▸ **Given request**:
Rewrite all the entries below with every "bounding box" changed to "enclosing rectangle" and everything else left as it is. Leave the pictures out of your answer.

▸ **Available records**:
########
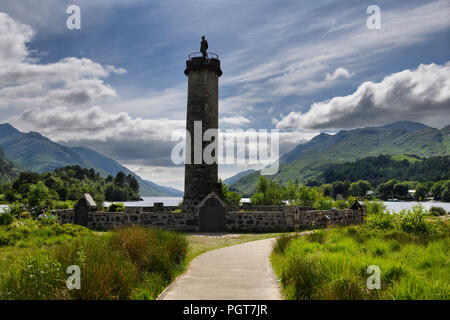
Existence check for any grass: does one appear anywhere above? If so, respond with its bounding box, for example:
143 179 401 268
0 215 280 300
0 221 188 300
271 208 450 300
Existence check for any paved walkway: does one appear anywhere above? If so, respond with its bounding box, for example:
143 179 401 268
158 238 282 300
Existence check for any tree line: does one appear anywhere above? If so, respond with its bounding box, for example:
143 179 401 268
315 155 450 187
0 165 140 214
########
▸ **Result for this exercise**:
Existence check for any grass: does one appear anywhere above? If so, respond with its enclosing rectangle, for example:
143 179 401 268
0 215 280 300
0 221 188 300
271 208 450 300
Existence check for any paved walkway: does one appear anywhere above? If so, respond with its enclosing rectangle, for example:
143 179 401 268
158 238 282 300
Existence check for any tree line: does one appear anywhere above? If so, respond with its enclosing rectangle, for example:
143 179 401 268
315 155 450 187
0 165 140 214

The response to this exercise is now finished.